(Saved data entries)
-=-=-

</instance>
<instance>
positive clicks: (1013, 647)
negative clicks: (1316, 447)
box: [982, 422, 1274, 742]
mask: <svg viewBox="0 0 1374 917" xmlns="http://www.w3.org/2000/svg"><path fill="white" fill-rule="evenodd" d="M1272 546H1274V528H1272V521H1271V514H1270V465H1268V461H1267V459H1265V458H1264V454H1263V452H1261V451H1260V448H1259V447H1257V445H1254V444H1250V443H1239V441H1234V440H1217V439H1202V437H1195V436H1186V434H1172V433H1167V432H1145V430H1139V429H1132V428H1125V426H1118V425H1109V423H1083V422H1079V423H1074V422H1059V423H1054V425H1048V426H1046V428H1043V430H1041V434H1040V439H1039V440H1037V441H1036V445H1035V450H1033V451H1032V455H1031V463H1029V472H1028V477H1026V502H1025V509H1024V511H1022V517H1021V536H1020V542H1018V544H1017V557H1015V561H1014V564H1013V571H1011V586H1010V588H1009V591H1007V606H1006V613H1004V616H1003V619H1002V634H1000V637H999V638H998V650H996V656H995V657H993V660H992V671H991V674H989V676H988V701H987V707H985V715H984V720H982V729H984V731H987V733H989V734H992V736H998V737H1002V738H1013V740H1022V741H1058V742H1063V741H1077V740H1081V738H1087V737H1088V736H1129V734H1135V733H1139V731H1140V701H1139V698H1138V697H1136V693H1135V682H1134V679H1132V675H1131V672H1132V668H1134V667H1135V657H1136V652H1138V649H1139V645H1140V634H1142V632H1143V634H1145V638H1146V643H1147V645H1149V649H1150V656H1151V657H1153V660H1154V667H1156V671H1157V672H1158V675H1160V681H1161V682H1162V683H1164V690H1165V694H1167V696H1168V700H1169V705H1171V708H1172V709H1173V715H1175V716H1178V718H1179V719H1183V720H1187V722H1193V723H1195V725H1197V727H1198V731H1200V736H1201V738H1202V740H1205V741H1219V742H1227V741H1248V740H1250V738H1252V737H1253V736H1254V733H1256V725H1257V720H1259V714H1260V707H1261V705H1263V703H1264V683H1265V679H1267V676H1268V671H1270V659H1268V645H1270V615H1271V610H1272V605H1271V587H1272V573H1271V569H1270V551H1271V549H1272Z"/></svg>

-=-=-

## [Job item]
Copy out the lines from the first one through the line containing "box: [982, 422, 1274, 742]", including both of those.

## [Problem solution]
</instance>
<instance>
positive clicks: (1013, 647)
negative clicks: (1316, 447)
box: [982, 422, 1274, 742]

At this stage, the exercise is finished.